#### [Reading passage]
- - - - -

I have also never had issues starting my diesels in the cold. I spent a week in Minnesota on a snowmobile trip, the warmest it got that entire week was 12 below zero. That is ACTUAL temp, not windchill. The truck started right up without hassle, and the block heater wasn’t plug in.

Since my wife currently drives my Ram, it does get plugged overnight during the winter. I have verified with a scan tool, with the block heater plugged in the engine is around 100 degrees. That makes it MUCH easier to clear the windows. I think the cooling system on these trucks holds 7 gallons of coolant, it takes a while to heat up that much water when it really cold.

One thing that always made me scratch my head is the weird 4 cylinder “lope” these trucks have during cold warmup. After a couple minutes of idle if, the PCM automatically raises the idle speed, and shuts off the injectors for 2 cylinders. It makes the truck shake, and idles really rough. I have no clue why they are designed to do that.

- - - - -

#### [Data shown]

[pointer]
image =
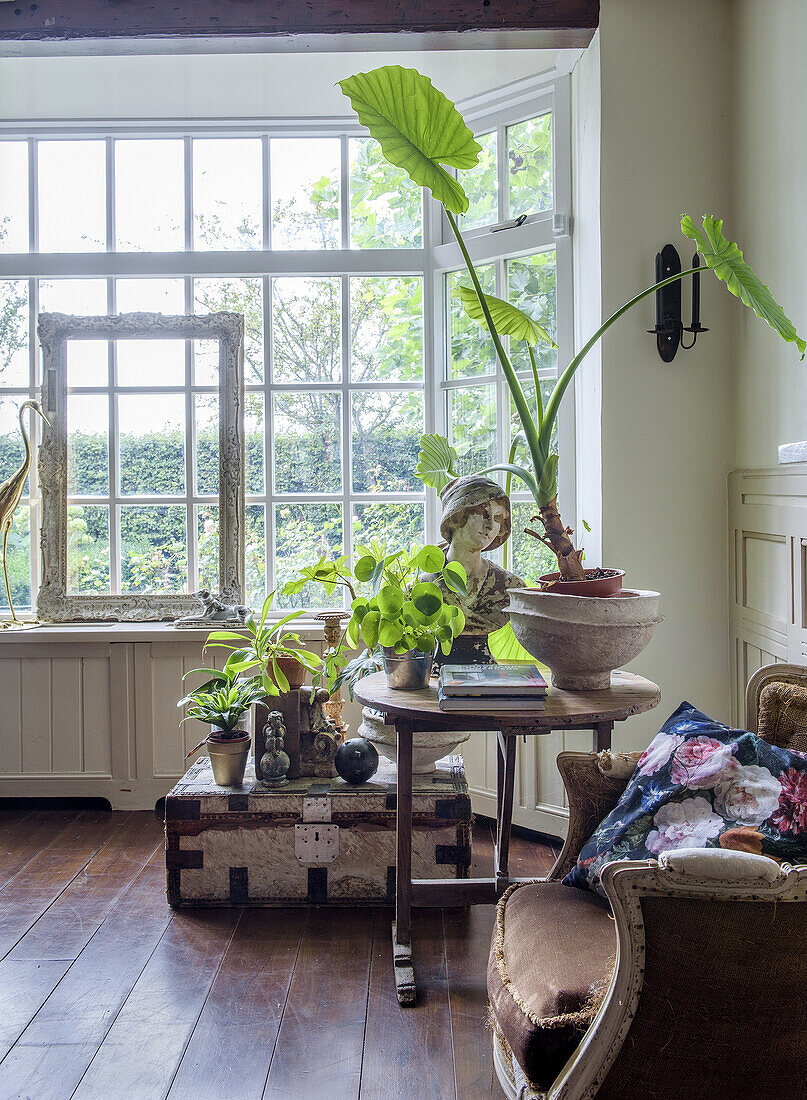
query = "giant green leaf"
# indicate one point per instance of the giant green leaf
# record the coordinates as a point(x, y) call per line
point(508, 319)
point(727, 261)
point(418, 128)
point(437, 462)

- - - - -

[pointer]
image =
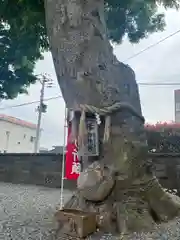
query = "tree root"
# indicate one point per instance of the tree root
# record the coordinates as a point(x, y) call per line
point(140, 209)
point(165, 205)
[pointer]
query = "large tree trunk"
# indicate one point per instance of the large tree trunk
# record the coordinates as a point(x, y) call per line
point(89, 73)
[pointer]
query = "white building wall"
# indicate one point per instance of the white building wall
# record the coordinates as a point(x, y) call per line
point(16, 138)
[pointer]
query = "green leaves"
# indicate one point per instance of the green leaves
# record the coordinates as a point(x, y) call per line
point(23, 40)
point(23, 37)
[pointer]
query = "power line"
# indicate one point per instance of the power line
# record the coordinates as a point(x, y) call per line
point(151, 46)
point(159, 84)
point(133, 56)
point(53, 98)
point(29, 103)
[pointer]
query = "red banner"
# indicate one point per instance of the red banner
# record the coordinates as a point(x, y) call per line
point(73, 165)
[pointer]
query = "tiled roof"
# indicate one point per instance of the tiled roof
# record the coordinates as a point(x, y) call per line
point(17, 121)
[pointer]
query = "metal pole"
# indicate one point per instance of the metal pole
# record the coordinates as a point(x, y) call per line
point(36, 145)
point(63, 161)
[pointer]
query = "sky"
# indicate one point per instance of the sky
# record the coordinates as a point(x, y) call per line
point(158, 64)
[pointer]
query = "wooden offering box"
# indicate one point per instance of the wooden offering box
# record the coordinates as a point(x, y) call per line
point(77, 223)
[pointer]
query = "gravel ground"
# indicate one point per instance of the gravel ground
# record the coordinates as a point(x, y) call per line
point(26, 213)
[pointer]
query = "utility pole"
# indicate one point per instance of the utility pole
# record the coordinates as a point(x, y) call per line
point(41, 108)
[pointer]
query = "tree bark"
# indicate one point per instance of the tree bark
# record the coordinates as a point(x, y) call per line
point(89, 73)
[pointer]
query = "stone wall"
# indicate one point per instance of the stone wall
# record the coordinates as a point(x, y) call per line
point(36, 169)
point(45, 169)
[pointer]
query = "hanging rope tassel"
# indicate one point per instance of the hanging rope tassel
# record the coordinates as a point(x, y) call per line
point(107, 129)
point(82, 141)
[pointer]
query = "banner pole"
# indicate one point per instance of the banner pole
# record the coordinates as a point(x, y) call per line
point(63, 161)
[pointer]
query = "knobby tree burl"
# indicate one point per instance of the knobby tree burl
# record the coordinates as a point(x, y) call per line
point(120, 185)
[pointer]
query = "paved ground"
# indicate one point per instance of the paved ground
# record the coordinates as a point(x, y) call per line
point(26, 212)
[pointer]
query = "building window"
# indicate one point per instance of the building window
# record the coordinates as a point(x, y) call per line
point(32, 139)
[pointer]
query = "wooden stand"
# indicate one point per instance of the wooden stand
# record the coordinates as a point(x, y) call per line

- - - - -

Summarize the passage on diesel trucks in cold weather in two sentences. The lines that come after the passage are separate material unrelated to it.

#### [In response]
The writer has never had trouble starting diesels in the cold, and a truck started right up without its block heater plugged in during a Minnesota week when the temperature never rose above 12 below zero. With the block heater plugged in overnight, the engine stays around 100 degrees, which makes the windows much easier to clear, and during cold warmup the PCM raises the idle speed and shuts off the injectors for 2 cylinders, making the truck shake and idle roughly.